▸ **Job 1**
Reproduce the passage of the Biocube forum thread starting with "Also, I had" and going on through "the biocube permanently.", word for word.
▸ **Job 2**
Count the lines in the records that contain the string "drill", matching case, and give only the number.

▸ **Extracted text**
Check out this journal for information on what you'd like to do: http://www.plantedtank.net/forums/t...-29-gallon-biocube-journal-6.html#post1030524


----------



## SoonToBeMrsDrDreamy (Oct 10, 2010)

*Another new Biocube*

Hey there, I just set up my new Biocube 29 and then I found this thread. Nice work to all contributors, I'm anticipating removing some bioballs and personalizing chamber 2's media. I'm not well versed in testing, lighting and dosing of ferts but I'm trying my best! This is my first *intentional* planted tank. Any help or mods that are working are very welcome!


----------



## SoonToBeMrsDrDreamy (Oct 10, 2010)

Also, I had read the mods on the wet/dry aspect of chamber 2 and co2 diffusion, is it necessary to cut out the plastic tab or can you simply remove some bioballs and increase the water level in that chamber? I'm asking because I would like to have the option of using this as my starter SW next year and am uneasy about changing the actual hardware of the biocube permanently.

▸ **Dataset excerpts**
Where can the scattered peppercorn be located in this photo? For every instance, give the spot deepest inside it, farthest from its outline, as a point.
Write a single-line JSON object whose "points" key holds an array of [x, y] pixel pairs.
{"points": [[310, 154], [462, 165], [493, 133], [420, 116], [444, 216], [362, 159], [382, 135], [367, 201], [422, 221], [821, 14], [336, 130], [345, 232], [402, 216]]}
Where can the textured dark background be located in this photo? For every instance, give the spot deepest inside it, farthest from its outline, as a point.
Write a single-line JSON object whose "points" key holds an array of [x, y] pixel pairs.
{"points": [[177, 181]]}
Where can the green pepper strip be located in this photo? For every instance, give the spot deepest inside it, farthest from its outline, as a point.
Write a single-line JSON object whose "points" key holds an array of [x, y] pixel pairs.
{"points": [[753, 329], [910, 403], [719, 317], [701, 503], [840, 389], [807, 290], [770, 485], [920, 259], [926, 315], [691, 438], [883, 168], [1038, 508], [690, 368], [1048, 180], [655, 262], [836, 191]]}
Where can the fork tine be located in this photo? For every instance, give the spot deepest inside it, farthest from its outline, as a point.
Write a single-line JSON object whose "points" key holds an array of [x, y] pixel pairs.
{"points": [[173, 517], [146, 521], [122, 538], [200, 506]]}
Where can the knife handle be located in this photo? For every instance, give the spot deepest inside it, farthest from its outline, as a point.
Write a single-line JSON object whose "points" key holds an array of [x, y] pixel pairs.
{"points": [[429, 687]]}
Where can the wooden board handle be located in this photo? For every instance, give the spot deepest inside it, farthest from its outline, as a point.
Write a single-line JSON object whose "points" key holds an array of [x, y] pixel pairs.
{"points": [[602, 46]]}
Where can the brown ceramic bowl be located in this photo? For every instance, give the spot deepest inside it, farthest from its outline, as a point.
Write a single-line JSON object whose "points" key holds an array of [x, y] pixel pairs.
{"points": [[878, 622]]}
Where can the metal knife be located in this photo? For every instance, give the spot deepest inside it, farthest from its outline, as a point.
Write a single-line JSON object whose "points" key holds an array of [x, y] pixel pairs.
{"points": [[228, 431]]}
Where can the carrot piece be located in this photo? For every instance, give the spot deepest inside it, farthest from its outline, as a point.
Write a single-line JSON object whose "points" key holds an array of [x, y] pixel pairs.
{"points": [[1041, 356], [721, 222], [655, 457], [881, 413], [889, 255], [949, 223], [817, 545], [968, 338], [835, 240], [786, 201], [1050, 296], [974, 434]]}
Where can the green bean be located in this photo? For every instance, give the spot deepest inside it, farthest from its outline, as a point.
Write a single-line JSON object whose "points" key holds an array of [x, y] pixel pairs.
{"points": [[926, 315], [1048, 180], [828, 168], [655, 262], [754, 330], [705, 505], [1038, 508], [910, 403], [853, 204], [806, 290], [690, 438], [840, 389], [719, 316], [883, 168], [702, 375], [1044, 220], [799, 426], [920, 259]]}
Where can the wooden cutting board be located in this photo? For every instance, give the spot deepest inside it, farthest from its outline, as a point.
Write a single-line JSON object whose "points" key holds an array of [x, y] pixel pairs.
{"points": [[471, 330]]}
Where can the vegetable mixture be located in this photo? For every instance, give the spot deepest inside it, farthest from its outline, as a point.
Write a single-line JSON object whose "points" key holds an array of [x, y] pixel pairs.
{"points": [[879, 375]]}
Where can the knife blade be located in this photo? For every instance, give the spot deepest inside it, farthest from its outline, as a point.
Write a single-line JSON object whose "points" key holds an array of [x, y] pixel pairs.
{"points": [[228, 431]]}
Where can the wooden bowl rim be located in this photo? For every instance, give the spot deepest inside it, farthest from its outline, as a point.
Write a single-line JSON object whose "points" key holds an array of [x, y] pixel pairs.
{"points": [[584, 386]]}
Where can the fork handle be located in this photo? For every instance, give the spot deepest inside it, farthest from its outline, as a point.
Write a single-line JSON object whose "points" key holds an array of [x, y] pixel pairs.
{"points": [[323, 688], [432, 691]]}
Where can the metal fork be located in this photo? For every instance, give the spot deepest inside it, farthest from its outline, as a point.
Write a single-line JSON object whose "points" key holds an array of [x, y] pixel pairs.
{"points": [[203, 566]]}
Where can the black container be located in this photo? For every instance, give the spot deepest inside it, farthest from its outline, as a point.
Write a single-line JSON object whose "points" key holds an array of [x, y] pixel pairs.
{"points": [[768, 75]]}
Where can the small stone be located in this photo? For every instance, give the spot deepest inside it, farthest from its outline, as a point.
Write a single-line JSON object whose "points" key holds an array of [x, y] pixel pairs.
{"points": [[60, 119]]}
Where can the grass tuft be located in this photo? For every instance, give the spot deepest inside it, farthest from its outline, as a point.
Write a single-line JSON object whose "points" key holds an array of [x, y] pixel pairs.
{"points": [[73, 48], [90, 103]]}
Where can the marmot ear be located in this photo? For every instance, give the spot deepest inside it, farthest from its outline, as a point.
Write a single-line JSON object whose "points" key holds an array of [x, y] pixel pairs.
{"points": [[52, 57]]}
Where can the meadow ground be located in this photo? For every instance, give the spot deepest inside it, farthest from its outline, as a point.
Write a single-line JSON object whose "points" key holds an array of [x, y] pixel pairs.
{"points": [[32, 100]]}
---
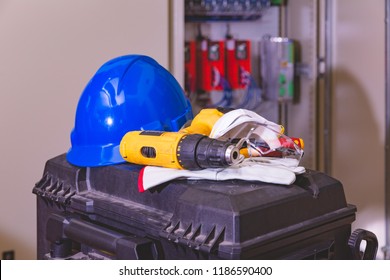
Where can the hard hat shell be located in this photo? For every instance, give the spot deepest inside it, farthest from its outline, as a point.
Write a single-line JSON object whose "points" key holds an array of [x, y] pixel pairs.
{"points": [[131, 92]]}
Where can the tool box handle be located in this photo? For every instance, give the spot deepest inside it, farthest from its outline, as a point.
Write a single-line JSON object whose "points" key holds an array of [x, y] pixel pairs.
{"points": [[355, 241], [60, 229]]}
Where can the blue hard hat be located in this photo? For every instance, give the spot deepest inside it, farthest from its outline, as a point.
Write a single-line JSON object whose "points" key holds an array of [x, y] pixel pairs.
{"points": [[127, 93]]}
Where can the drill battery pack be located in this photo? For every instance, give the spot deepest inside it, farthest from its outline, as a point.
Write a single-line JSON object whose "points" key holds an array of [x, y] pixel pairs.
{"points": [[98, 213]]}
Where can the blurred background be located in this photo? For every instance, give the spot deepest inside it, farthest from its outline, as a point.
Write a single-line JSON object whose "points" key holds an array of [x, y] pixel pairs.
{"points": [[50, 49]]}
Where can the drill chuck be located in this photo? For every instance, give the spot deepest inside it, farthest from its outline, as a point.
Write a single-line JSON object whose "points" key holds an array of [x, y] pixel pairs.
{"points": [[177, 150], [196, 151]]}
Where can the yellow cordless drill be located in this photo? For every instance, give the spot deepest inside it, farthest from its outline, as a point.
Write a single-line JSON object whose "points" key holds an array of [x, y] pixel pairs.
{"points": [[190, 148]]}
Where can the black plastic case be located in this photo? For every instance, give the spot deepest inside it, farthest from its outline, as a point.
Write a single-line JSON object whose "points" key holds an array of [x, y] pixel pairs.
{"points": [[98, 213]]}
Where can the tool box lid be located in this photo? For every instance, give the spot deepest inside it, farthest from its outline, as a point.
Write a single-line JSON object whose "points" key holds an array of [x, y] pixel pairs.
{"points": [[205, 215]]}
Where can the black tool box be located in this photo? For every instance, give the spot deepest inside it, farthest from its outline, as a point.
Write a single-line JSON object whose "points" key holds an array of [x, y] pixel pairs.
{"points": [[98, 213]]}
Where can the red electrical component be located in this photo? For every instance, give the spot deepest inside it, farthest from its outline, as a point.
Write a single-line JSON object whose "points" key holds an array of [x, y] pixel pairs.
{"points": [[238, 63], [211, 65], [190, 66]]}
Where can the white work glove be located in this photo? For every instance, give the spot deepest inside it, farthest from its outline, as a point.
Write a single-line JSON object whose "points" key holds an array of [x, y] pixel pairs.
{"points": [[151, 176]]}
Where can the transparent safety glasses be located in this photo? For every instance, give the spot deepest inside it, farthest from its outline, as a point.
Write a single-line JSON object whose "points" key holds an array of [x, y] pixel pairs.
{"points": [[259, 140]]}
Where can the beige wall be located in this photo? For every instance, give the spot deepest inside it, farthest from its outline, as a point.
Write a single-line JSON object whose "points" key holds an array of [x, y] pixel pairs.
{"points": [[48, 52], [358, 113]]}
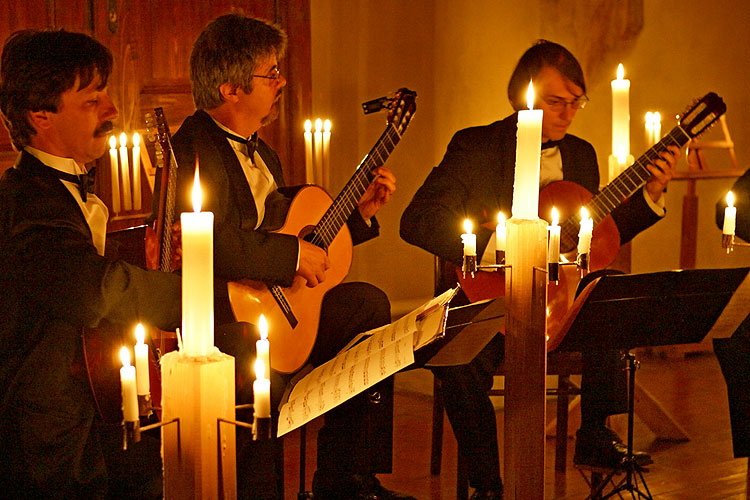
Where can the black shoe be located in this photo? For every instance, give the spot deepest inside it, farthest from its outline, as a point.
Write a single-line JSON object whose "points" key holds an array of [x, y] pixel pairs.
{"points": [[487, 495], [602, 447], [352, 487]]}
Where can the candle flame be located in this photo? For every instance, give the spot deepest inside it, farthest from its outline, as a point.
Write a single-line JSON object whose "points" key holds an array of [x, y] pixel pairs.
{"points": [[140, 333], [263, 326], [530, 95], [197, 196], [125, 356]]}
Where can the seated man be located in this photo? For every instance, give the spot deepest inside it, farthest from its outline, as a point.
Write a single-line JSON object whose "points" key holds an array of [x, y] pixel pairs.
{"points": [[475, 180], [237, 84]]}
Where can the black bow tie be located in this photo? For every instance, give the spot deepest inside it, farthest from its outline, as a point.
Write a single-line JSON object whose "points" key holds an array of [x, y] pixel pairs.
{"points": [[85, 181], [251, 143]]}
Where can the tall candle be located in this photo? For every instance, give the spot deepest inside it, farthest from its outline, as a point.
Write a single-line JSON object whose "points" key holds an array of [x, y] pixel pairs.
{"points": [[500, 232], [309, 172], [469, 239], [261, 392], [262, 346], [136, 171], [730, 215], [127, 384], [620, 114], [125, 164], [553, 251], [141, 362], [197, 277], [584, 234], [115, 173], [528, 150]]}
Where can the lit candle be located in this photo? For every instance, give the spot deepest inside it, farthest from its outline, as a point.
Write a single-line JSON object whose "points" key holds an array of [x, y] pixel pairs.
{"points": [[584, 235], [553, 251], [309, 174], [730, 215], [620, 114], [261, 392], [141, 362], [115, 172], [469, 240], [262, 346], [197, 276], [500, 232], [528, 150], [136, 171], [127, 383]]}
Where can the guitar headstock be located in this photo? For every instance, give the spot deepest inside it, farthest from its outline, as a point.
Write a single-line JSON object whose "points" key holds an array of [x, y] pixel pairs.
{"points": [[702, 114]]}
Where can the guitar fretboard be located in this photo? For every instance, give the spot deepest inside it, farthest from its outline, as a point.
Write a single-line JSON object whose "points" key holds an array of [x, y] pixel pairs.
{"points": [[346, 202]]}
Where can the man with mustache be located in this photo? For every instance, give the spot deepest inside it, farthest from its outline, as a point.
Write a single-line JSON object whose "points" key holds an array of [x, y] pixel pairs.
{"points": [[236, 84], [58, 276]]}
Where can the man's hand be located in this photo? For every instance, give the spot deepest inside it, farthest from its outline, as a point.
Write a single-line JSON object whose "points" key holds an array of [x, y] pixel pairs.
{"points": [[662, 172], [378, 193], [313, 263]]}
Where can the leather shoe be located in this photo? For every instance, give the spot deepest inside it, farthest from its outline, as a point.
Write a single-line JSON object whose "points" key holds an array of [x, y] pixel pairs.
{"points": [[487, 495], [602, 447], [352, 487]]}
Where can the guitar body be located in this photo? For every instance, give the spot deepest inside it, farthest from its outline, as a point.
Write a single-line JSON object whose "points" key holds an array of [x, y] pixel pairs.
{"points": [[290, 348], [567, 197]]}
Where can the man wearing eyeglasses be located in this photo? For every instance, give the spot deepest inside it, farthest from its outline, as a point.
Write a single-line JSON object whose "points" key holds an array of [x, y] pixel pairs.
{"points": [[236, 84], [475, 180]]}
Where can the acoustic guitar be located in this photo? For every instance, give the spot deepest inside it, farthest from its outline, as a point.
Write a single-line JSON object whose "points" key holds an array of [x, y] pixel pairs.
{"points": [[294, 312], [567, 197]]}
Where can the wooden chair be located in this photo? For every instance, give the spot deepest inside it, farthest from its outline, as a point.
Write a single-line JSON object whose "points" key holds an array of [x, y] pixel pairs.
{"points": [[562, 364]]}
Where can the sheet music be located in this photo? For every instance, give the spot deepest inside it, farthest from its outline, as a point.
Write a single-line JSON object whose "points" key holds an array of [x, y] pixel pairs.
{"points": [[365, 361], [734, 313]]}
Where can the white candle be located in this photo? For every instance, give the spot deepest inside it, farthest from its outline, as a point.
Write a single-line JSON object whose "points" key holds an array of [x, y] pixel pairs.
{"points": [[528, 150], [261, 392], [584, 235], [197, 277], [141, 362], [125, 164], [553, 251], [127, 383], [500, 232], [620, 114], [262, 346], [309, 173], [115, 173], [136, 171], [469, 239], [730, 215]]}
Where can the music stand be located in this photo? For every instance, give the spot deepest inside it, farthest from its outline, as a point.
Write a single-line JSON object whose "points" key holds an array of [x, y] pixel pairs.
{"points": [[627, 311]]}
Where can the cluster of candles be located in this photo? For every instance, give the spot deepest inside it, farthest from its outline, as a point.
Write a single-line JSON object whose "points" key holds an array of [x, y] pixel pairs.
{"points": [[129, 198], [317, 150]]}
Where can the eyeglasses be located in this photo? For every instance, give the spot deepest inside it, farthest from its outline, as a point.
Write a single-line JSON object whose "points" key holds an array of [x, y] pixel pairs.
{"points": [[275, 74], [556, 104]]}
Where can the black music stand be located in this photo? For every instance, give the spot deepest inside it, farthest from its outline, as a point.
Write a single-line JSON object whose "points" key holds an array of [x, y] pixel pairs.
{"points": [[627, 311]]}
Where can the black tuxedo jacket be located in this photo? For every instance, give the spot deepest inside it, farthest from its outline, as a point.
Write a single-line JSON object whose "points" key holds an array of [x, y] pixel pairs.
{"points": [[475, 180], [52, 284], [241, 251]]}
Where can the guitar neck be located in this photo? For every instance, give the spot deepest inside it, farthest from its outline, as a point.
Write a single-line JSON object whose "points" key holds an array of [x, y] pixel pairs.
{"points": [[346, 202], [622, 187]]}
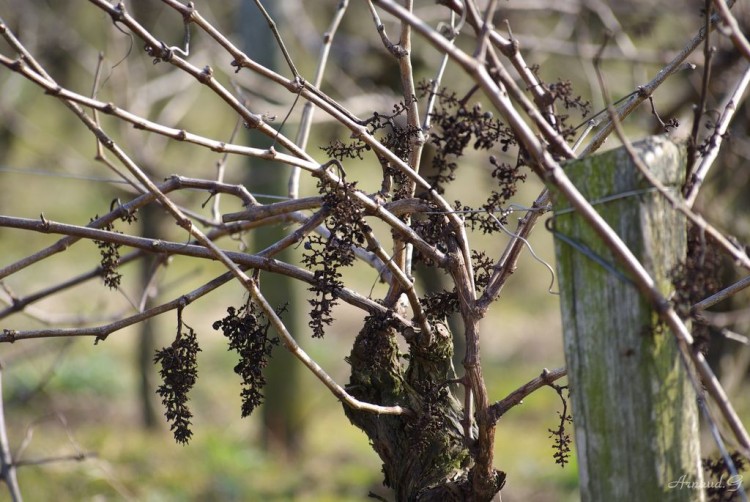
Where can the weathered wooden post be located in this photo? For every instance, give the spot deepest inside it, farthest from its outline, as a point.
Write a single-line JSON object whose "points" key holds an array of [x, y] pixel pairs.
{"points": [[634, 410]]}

▸ **Complete response 1**
Also, I had read the mods on the wet/dry aspect of chamber 2 and co2 diffusion, is it necessary to cut out the plastic tab or can you simply remove some bioballs and increase the water level in that chamber? I'm asking because I would like to have the option of using this as my starter SW next year and am uneasy about changing the actual hardware of the biocube permanently.

▸ **Complete response 2**
3